WHAT IS ASKED
Pick out every line that contains the string "person", and copy each such line in full.

SUPPLIED MATERIAL
┄┄┄┄┄┄┄┄┄┄┄┄┄┄┄┄┄┄┄┄

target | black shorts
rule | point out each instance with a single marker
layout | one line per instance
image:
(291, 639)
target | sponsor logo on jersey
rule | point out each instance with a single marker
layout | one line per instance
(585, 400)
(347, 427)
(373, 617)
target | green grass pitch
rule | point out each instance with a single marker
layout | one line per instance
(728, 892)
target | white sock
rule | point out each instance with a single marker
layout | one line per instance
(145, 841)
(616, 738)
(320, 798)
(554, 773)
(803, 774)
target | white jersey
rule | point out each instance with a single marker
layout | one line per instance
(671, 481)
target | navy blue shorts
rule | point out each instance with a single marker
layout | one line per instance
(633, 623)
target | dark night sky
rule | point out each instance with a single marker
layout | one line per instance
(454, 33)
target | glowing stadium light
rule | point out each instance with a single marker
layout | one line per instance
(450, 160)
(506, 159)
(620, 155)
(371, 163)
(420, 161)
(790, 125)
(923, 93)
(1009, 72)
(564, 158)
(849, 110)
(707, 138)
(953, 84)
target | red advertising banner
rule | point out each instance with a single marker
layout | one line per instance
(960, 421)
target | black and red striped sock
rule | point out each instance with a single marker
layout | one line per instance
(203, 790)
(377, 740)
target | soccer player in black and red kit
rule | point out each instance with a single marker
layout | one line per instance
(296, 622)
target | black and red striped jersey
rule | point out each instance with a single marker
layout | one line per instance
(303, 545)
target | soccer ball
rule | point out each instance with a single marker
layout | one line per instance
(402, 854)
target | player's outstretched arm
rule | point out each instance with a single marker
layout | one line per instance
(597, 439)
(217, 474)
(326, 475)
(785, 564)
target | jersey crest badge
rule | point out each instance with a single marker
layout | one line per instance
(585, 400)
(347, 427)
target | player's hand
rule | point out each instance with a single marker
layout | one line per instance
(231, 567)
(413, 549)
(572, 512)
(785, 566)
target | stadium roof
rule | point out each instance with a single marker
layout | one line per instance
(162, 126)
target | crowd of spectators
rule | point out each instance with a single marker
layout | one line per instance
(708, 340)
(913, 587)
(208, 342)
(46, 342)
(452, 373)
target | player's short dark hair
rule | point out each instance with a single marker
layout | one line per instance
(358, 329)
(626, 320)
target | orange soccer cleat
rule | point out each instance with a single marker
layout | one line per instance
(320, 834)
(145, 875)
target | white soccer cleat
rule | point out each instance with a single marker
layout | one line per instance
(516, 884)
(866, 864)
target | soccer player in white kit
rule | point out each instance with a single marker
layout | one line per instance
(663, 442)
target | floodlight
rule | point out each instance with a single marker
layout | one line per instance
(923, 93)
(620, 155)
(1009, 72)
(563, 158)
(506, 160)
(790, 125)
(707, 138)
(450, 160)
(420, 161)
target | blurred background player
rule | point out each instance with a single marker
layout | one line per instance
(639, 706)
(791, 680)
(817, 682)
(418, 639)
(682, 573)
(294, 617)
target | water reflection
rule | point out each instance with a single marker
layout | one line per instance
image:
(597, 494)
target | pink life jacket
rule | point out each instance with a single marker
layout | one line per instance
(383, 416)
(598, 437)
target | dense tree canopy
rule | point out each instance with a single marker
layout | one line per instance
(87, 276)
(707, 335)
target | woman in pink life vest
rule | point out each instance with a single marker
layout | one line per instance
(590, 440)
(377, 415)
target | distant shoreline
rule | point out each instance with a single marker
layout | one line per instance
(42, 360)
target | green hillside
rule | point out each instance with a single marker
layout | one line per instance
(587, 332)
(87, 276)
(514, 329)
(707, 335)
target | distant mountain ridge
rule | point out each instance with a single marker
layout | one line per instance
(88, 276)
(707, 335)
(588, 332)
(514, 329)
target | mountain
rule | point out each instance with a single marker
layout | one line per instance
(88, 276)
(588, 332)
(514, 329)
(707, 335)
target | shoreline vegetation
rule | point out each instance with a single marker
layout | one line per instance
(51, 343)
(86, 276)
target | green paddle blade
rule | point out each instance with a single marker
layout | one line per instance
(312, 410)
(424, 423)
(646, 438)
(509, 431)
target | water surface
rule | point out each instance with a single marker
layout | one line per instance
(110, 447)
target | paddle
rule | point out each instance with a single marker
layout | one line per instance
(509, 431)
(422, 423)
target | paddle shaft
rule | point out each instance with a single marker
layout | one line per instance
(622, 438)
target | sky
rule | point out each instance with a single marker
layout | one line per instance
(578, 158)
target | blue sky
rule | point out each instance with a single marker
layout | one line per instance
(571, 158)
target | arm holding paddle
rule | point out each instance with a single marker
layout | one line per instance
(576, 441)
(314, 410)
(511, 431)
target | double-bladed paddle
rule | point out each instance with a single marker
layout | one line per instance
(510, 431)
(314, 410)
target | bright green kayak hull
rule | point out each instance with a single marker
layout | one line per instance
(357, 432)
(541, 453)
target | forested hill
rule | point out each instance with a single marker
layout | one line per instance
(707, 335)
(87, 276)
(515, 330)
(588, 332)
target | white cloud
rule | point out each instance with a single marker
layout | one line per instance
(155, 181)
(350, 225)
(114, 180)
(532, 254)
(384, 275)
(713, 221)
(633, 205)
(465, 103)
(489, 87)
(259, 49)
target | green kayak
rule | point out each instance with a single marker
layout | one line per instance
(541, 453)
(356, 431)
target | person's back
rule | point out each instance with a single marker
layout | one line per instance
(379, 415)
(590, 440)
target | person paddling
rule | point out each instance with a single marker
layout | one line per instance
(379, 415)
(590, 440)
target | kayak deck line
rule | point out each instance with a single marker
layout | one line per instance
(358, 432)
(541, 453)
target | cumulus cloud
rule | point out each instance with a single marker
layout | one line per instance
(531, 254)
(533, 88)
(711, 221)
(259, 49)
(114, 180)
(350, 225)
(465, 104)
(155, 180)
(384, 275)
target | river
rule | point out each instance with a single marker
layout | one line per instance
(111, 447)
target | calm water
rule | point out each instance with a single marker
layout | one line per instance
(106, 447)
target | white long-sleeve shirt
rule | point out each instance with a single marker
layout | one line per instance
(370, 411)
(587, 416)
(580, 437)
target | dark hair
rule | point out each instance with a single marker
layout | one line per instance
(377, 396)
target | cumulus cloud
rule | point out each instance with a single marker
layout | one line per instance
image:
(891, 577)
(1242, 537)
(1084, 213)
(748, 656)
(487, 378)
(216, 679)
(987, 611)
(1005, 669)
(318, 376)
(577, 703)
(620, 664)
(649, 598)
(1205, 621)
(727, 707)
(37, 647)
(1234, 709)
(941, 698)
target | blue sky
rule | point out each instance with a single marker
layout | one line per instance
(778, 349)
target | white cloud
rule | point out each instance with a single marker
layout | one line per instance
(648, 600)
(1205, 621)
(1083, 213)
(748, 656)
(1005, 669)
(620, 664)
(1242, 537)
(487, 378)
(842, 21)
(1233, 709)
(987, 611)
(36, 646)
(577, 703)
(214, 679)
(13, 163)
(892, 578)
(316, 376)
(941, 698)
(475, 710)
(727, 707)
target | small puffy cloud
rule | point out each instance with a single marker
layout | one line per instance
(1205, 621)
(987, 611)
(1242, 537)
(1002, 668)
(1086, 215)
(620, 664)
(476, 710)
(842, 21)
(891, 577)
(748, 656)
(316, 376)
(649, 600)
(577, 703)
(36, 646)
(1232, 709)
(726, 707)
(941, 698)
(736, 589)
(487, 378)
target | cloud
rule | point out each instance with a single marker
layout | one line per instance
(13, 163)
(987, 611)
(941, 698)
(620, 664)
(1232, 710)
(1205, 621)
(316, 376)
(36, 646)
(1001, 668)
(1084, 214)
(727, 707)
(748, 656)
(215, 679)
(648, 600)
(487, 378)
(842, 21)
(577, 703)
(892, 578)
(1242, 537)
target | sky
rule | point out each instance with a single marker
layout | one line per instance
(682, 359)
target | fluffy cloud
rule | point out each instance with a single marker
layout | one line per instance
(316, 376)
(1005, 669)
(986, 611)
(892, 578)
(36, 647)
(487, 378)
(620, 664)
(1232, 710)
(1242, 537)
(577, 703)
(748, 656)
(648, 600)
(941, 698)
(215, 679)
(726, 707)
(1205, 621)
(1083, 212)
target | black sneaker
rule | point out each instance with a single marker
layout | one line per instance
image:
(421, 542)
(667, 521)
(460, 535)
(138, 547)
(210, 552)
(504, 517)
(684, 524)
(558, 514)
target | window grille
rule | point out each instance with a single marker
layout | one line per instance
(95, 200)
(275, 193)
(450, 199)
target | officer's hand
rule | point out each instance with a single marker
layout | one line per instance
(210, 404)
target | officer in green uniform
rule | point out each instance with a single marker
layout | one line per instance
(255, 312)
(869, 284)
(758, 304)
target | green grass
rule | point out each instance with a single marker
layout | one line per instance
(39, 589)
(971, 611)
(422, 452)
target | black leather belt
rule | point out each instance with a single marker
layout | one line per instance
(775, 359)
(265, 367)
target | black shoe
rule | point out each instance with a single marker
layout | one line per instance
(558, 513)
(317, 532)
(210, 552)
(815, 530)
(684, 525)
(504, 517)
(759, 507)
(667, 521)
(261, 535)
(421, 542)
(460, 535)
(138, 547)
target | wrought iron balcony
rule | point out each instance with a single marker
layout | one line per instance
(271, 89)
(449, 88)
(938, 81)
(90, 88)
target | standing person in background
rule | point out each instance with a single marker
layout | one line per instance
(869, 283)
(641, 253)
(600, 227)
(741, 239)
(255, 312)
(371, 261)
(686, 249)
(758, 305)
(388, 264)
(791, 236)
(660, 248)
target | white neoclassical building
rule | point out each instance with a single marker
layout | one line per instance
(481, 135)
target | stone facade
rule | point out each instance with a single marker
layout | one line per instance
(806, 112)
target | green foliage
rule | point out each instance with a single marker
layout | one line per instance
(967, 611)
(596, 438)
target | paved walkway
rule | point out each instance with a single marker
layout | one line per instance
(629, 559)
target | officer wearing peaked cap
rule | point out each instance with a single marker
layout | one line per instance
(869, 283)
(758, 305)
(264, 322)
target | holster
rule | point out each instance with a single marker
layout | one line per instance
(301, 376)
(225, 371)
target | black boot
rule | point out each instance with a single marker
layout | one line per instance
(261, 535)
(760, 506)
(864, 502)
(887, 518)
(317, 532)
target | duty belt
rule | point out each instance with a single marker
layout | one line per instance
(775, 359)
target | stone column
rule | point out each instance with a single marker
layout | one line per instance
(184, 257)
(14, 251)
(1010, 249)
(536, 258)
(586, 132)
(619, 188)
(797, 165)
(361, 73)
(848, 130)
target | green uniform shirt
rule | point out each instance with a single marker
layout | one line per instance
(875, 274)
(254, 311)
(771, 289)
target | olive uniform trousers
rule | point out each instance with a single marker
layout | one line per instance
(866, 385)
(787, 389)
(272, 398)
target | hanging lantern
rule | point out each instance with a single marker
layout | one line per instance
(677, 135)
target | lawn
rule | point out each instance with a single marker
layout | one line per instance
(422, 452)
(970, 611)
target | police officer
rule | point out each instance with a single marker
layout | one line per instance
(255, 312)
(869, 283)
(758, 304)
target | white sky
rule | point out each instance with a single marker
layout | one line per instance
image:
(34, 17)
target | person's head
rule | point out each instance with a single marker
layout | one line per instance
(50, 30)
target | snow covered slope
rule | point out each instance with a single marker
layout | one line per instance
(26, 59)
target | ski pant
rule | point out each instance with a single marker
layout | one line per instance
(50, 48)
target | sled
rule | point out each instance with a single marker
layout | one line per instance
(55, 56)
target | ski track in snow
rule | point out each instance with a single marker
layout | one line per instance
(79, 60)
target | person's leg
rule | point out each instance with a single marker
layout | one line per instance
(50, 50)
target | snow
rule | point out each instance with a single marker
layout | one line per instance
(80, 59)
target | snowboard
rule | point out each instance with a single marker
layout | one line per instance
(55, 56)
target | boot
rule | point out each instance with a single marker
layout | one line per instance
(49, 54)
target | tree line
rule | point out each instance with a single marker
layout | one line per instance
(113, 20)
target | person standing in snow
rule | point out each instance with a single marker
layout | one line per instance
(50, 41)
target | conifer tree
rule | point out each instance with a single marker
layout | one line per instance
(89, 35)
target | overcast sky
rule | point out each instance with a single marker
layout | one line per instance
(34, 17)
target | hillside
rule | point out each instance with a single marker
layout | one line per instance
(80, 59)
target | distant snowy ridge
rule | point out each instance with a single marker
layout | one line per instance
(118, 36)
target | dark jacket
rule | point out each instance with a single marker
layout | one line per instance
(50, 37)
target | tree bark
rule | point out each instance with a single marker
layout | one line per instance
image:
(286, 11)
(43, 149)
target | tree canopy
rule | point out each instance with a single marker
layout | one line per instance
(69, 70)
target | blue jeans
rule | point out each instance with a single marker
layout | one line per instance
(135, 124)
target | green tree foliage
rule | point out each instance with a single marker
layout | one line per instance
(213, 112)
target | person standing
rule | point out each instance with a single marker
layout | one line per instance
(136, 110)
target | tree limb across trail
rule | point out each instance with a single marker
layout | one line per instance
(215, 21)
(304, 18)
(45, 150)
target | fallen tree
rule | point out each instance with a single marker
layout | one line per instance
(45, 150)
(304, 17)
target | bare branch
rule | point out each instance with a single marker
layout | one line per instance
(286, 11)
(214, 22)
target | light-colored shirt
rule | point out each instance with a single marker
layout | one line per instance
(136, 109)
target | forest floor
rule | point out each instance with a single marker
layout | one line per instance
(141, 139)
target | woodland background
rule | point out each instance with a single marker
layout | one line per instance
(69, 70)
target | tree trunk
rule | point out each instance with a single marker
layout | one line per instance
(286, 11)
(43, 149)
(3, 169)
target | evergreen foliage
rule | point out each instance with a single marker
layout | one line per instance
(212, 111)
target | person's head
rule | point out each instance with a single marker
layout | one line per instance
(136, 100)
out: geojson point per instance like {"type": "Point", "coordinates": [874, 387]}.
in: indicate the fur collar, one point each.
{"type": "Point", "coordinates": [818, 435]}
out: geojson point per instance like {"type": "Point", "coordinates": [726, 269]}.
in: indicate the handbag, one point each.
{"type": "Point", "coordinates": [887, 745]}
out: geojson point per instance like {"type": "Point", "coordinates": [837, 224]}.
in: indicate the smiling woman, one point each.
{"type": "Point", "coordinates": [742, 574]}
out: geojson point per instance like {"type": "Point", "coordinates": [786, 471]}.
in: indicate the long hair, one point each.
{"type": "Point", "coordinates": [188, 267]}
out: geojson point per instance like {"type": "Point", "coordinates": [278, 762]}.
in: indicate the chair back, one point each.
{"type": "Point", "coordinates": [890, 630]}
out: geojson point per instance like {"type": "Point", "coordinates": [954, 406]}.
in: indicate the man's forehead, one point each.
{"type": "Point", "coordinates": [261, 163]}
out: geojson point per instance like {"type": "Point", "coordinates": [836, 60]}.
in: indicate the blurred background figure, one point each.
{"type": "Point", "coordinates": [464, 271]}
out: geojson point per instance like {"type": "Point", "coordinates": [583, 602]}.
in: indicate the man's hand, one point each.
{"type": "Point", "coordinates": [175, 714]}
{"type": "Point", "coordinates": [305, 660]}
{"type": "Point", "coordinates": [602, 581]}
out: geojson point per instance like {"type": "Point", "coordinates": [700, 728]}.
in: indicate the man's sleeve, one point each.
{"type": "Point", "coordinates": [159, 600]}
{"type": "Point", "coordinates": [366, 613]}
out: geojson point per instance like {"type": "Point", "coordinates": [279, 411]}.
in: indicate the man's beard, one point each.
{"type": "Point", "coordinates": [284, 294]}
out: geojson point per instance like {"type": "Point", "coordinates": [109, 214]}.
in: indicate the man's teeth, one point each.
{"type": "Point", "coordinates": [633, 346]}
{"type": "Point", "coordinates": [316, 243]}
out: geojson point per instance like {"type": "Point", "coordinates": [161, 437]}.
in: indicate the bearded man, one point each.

┄┄┄┄┄┄┄┄┄┄┄┄┄┄┄┄┄┄┄┄

EXERCISE ANSWER
target | person's back
target | person paddling
target | standing person in background
target | person's head
target | person's leg
target | person standing in snow
target | person standing
target | person's head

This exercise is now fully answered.